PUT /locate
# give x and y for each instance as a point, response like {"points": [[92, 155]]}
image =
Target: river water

...

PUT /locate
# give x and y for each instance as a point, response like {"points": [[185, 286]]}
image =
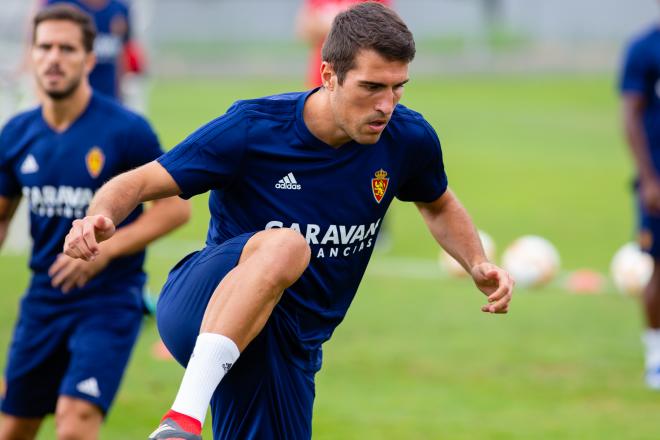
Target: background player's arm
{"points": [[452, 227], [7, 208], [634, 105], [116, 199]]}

- **DIRECTIVE**: Find every line in the entries above that contains the word "each" and copy all of those lines in full.

- **WRITTEN SOLUTION**:
# give x and y for each instance as a point, response like {"points": [[92, 155]]}
# give x and y for each instance as a point, response like {"points": [[185, 286]]}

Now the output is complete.